_Your task_
Below are the records. List every line holding the word "instance".

*** Source material ***

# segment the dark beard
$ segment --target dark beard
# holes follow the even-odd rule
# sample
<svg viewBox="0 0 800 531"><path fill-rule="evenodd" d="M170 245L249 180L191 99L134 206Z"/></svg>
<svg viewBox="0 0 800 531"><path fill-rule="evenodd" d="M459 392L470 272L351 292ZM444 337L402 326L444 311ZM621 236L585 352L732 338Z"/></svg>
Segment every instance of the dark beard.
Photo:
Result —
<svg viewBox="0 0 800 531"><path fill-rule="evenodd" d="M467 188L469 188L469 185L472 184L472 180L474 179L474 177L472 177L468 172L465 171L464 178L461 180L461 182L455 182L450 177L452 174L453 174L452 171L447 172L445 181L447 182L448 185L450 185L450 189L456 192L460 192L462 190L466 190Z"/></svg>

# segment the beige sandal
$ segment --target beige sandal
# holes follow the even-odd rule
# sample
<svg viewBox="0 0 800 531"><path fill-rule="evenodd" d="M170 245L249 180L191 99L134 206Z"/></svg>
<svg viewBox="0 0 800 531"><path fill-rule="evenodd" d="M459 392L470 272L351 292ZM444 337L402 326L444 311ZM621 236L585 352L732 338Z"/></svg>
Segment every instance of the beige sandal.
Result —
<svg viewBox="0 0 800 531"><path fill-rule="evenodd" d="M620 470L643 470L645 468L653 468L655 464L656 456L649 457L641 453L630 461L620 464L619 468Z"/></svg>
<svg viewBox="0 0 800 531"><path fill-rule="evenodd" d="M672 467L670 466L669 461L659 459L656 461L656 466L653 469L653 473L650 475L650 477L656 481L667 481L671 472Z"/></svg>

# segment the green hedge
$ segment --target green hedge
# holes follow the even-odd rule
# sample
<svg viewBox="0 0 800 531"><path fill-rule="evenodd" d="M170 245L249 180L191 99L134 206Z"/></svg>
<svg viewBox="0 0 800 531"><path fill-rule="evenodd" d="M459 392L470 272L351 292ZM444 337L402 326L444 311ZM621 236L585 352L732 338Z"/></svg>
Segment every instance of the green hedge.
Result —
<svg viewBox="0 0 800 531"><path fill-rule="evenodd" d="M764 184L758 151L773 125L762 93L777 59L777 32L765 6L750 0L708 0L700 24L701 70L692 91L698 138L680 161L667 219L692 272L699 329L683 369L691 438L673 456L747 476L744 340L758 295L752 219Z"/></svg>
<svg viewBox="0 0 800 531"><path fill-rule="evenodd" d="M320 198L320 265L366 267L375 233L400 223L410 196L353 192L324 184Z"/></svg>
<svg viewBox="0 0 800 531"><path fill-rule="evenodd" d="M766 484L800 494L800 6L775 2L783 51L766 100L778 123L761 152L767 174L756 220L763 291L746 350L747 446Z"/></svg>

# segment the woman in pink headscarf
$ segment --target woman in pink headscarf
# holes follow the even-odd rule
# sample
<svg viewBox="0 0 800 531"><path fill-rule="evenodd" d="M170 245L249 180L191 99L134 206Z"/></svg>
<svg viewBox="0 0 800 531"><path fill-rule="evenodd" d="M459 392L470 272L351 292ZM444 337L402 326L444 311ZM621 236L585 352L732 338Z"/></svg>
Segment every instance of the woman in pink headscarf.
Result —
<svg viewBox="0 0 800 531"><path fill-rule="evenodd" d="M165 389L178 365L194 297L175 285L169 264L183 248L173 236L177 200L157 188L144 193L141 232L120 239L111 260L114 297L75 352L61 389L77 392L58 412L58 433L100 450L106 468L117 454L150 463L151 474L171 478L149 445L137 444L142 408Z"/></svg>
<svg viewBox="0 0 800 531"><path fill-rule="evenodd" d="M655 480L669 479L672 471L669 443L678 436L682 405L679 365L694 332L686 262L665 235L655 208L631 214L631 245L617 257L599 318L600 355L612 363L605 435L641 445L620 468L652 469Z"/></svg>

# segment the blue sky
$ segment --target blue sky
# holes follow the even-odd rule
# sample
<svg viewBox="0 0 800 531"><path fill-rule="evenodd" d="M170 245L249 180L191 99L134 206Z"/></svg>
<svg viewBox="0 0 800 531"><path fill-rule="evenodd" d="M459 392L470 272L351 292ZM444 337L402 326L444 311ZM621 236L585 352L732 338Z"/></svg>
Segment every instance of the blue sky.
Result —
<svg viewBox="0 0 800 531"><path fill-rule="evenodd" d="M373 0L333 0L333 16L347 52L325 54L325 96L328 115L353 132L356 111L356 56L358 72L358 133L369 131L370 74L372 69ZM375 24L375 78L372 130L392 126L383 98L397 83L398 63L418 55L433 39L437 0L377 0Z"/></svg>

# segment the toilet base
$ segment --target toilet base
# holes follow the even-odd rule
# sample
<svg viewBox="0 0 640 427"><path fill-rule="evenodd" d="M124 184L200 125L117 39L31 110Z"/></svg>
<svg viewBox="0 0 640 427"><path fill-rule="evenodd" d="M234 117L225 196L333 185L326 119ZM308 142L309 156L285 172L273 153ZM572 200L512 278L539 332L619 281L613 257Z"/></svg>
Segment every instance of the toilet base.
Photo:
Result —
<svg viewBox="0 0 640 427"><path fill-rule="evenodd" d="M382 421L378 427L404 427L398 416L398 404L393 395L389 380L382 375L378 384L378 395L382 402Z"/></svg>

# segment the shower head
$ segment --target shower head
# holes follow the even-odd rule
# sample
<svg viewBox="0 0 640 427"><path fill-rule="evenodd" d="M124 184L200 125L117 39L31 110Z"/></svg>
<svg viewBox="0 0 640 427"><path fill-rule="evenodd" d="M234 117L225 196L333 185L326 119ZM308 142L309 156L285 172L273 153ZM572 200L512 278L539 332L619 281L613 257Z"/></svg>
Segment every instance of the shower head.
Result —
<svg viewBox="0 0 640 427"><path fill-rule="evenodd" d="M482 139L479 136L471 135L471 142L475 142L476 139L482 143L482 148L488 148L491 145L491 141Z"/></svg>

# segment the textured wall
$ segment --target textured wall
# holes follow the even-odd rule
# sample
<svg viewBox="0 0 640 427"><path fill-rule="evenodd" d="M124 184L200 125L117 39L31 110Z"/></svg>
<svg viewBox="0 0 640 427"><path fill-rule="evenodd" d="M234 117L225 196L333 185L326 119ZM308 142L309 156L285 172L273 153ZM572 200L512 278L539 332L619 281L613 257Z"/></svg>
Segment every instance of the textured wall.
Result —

*** End of Source material ***

_Answer for this exercise_
Segment every instance of the dark beard.
Segment every instance of the beige sandal.
Segment every instance of the green hedge.
Segment every instance of the woman in pink headscarf.
Segment every instance of the blue sky.
Segment every instance of the toilet base.
Segment every instance of the shower head.
Segment every instance of the textured wall.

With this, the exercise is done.